(Material from a point labeling set)
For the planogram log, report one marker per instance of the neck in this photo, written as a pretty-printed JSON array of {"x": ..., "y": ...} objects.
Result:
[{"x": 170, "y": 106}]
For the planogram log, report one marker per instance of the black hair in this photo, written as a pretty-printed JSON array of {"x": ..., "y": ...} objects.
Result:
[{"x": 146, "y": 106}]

◆ Task requirements ◆
Reproduce all of the material above, requests included, but multiply every x and y coordinate in the answers by 0.9 and round each result to a whole number, rounding halves up.

◆ Solution to the exercise ◆
For the planogram log, report one marker per instance of the neck in this photo, written as a pretty-printed JSON array of {"x": ..., "y": ...} objects.
Result:
[{"x": 153, "y": 95}]
For the planogram log, report one marker per instance of the black hair in this photo, written as a pretty-printed JSON array of {"x": ..., "y": ...} objects.
Result:
[{"x": 131, "y": 95}]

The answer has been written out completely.